- [Exercise]
The answer must consist of every line from the entries that holds the word "green".

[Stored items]
- - -
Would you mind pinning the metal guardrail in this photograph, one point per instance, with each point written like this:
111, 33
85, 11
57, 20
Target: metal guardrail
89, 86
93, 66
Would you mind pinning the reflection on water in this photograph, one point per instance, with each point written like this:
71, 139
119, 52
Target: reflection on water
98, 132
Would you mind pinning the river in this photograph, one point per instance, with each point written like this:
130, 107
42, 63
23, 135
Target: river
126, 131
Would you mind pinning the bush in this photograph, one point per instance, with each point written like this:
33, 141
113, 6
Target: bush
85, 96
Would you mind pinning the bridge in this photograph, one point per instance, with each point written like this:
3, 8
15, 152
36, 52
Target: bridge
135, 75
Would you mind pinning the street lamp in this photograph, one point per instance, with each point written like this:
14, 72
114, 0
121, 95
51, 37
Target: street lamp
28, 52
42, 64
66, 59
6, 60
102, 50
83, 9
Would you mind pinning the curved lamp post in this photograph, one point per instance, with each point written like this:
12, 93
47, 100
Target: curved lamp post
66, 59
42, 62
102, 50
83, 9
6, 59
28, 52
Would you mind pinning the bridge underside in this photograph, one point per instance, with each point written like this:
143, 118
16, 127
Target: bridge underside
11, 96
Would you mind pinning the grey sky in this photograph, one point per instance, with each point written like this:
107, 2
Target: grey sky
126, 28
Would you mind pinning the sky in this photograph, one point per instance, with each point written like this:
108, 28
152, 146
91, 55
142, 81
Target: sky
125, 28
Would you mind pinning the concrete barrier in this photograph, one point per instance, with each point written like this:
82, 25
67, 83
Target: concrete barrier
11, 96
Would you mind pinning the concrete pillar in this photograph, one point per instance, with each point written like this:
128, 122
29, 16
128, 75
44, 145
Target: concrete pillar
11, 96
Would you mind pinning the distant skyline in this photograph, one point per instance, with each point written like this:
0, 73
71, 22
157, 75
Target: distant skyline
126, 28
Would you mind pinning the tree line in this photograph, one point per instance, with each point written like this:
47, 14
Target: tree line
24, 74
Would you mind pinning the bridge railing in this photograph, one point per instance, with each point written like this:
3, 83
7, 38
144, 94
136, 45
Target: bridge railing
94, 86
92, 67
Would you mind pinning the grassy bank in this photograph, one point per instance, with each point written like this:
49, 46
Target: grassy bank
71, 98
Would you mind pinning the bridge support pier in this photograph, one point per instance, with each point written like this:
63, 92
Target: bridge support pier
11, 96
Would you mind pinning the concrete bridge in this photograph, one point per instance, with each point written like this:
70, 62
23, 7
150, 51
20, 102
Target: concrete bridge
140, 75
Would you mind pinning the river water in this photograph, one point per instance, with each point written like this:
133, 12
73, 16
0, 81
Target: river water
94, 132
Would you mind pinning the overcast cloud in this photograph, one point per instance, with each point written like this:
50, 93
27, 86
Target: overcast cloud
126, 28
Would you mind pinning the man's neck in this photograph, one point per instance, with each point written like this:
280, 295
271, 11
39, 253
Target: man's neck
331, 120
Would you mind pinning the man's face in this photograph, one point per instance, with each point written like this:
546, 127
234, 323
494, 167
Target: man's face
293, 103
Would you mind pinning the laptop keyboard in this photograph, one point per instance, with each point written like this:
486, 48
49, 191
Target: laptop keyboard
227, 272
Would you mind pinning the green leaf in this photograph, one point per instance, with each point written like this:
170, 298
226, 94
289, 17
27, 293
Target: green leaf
- - -
- [Response area]
Would you mind pinning the green leaf in this photograph, one point per instance, with each point written like this:
Target: green leaf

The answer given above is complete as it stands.